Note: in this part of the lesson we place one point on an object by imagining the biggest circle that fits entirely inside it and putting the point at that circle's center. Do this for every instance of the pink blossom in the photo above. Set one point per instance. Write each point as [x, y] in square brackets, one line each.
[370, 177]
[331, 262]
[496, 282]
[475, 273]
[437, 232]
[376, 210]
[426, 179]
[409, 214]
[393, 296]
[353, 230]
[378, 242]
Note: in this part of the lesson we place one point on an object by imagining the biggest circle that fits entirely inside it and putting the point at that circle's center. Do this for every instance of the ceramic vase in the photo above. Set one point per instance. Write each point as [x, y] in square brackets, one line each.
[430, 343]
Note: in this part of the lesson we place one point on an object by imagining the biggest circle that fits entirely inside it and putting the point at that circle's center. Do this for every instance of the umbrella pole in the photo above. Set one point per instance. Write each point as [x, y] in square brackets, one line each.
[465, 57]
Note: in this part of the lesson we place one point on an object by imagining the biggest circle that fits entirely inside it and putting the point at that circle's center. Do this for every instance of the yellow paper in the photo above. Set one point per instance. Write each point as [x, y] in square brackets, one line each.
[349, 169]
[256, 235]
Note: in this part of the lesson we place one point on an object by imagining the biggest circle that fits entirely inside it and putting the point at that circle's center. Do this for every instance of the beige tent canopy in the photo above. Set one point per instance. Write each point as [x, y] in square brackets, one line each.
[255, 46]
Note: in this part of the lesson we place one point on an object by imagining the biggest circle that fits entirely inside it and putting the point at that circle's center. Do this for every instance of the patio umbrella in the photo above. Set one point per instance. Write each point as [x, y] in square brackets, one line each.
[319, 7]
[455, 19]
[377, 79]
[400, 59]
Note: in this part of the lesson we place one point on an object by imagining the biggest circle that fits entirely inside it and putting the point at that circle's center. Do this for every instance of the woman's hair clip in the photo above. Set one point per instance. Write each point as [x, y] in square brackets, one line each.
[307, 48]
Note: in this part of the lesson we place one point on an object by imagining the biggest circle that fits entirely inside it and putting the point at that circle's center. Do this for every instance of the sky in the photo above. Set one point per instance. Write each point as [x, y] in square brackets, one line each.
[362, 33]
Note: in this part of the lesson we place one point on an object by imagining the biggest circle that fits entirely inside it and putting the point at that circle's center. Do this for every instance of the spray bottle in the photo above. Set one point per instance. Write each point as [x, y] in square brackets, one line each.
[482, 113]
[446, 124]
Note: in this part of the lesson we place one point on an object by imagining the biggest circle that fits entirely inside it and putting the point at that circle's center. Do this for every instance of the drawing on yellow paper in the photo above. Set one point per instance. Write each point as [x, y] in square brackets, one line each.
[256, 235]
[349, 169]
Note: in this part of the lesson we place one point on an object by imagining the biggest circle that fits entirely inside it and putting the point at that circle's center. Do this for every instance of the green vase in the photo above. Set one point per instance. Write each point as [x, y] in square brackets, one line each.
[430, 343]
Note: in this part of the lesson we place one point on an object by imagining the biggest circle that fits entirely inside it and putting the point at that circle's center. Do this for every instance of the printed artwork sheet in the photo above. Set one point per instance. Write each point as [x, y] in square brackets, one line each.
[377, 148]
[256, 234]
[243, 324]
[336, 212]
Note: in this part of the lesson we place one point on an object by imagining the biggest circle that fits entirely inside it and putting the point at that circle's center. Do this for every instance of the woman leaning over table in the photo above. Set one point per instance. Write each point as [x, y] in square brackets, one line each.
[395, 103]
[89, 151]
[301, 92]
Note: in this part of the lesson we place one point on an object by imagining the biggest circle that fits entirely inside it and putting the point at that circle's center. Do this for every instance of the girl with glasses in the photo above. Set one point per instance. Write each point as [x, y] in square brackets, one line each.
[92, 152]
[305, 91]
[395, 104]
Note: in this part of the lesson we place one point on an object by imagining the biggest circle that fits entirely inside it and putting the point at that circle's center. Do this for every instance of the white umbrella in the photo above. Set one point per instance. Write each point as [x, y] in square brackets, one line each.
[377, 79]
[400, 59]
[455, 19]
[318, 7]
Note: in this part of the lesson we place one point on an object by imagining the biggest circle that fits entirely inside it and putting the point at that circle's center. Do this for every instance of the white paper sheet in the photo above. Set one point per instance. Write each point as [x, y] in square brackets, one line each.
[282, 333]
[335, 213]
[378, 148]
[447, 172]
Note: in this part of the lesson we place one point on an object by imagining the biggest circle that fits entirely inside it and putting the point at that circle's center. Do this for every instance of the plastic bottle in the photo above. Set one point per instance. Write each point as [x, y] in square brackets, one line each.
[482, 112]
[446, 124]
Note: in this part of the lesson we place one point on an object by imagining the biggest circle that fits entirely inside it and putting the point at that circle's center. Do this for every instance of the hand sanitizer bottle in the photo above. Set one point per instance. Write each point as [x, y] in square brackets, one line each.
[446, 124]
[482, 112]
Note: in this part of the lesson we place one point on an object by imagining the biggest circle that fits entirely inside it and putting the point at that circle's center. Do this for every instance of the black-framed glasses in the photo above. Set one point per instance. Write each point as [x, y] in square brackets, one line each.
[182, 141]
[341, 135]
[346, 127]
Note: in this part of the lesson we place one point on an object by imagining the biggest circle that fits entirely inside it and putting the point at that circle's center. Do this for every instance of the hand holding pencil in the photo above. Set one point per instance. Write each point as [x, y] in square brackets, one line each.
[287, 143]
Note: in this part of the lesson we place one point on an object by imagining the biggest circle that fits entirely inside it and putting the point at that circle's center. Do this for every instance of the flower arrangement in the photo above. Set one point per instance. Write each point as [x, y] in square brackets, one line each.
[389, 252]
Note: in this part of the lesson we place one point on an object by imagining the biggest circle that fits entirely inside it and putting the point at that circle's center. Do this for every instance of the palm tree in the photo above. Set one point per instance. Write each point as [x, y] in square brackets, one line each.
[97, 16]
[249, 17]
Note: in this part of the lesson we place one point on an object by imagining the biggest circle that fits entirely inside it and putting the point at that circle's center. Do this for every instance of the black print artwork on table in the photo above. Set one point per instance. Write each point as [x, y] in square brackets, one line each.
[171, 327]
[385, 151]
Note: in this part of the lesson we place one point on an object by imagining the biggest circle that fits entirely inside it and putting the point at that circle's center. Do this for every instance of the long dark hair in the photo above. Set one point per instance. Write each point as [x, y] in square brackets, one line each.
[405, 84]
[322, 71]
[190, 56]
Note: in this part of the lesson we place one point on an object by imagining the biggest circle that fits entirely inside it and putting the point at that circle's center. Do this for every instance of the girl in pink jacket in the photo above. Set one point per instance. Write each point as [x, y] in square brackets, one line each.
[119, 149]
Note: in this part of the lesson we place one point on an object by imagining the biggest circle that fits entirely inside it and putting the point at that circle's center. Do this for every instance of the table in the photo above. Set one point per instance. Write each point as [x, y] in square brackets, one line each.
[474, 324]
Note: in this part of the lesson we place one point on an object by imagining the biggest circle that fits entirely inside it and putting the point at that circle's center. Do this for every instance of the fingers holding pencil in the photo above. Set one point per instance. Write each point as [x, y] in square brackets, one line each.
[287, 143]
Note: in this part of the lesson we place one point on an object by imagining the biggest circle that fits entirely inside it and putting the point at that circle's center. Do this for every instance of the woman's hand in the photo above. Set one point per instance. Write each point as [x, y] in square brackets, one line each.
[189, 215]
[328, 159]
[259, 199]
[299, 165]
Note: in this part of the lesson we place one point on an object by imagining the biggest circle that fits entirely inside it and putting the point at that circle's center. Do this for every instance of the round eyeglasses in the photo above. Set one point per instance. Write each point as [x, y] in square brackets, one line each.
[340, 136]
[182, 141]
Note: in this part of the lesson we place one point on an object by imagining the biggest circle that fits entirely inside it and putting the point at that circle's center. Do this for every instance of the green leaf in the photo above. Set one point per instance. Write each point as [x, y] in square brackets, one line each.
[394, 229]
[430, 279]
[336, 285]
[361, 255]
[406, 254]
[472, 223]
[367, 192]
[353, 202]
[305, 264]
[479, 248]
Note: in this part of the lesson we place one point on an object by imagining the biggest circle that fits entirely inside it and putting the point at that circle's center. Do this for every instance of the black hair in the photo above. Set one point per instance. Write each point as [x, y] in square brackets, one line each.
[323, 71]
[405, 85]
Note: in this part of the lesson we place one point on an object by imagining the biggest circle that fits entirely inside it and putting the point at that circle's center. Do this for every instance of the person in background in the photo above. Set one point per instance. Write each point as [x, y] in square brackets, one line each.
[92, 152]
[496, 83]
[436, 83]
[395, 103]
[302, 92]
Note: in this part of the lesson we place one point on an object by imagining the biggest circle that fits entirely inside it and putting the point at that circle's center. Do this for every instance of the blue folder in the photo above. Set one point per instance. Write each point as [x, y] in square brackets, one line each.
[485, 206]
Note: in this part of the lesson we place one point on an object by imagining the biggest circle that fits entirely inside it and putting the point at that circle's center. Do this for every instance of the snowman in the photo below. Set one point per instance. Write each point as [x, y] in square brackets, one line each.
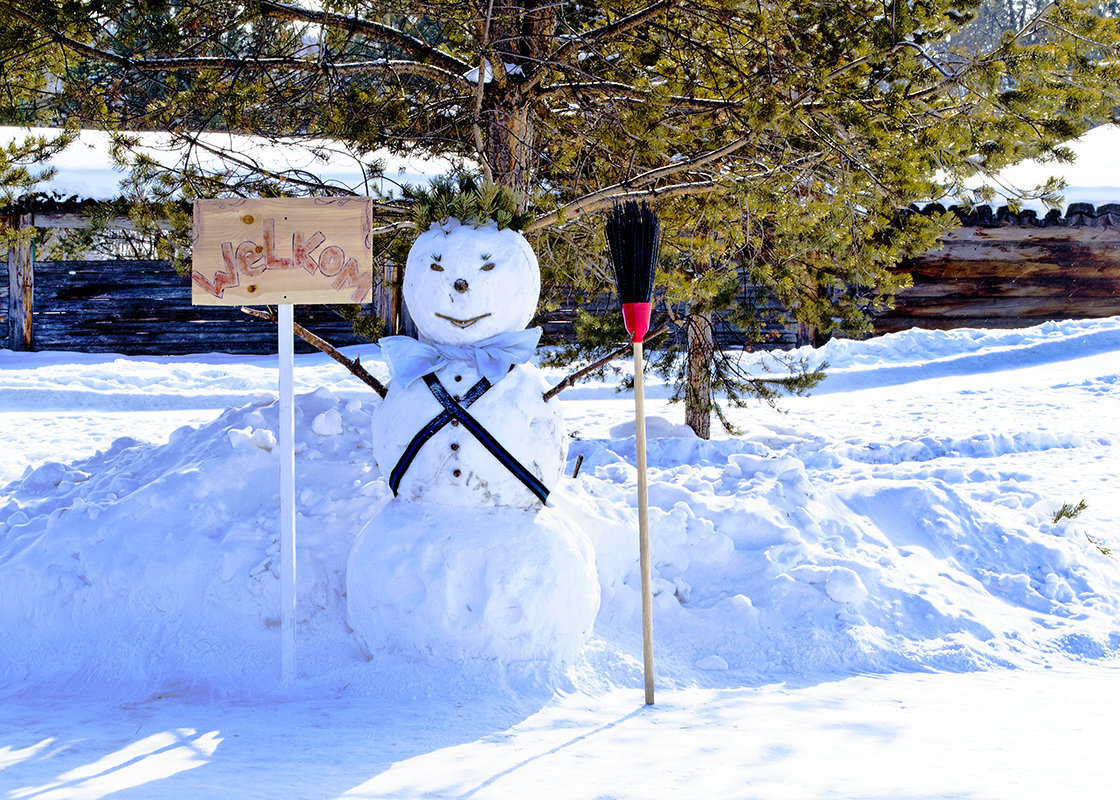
======
Do this: Show each line of the listing above that contains the word "umbrella", copying every such line in full.

Solution for this problem:
Note: in this part of the lesson we place one point on an object by imagining the biggest circle that fits entirely inside it and putting the point at that circle's center. Do this for every instance of the umbrella pole in the photo above. Set one point per instance. Write each point as [x, y] in square brackets, one line each.
Note: in this part of the lesson we place one point on an object by imagining the biggest circle that fits entirely inside it and putting the point at that circle's center. Do this for every instance of the patio umbrella in the photo above. Set one point per instance. Write each point as [x, y] in square brackets, one line each.
Note: in this part of the lesson we place one point on an object by imagining the biggest circle that fits entirely inside it and putting the point at that circle's center. Do this for every instance of the white umbrella in the photo above. Set one point per instance. Write each point as [x, y] in square brackets, one line each.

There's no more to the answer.